* TWOJE ZADANIE: Przeskaluj poniższe wiersze, przepisując je wszystkie wraz z poleceniami. Każdą współrzędną punktów w odpowiedziach pomnóż przez 0,55 i zaokrąglij do liczby całkowitej (połówki w górę), a liczby w poleceniach i we wzorach formatu pozostaw bez zmian. Obrazy pomiń.
# # # # #
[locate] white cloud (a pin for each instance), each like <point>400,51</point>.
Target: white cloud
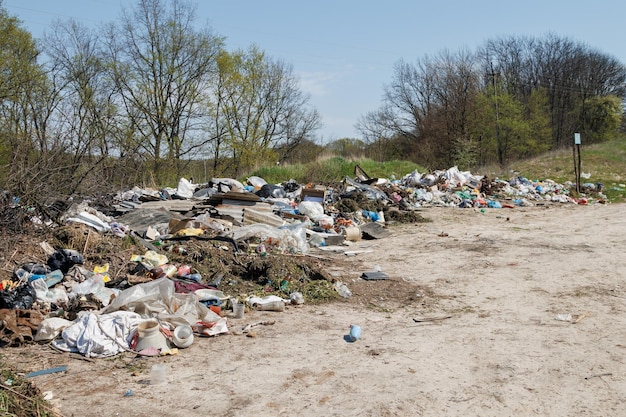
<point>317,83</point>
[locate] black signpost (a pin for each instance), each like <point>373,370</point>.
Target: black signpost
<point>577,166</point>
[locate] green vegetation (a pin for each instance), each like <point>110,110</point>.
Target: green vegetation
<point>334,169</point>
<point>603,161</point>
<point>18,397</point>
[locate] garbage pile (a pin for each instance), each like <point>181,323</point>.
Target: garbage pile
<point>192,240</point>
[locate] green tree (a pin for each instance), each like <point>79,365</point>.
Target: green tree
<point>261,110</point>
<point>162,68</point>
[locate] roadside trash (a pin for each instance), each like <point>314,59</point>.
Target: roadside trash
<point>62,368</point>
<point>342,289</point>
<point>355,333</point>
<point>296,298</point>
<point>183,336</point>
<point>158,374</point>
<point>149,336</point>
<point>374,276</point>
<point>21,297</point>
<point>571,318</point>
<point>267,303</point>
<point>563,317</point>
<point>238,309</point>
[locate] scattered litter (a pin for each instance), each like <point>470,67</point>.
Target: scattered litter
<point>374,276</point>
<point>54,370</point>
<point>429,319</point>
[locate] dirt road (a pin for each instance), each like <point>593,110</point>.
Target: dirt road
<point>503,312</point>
# # # # #
* WYNIK ZADANIA:
[locate] white cloud (a pin for each instance), each like <point>400,51</point>.
Target: white cloud
<point>174,46</point>
[locate] black signpost (a pin for each instance), each like <point>373,370</point>.
Target: black signpost
<point>317,91</point>
[locate] green vegetation (a pin for each instance), each like <point>110,110</point>.
Target: green vegetation
<point>184,93</point>
<point>332,89</point>
<point>10,218</point>
[locate] garbage pile (a pin for each instance), each like <point>181,323</point>.
Target: garbage pile
<point>106,132</point>
[locate] green tree (a pin for each instance), each like <point>79,365</point>.
Target: green tree
<point>144,61</point>
<point>89,37</point>
[locate] roadside trash (a pin for each instance), each like <point>314,59</point>.
Target: roadside trash
<point>34,202</point>
<point>188,159</point>
<point>195,183</point>
<point>163,164</point>
<point>101,185</point>
<point>87,206</point>
<point>82,185</point>
<point>206,152</point>
<point>12,163</point>
<point>314,175</point>
<point>147,167</point>
<point>310,174</point>
<point>131,170</point>
[locate] scattered litter (a pin for each instance), each like <point>470,67</point>.
Target: scattered litter
<point>206,152</point>
<point>30,204</point>
<point>236,175</point>
[locate] dirt road (a pin for each instance), each like <point>593,110</point>.
Target: dirt road
<point>277,172</point>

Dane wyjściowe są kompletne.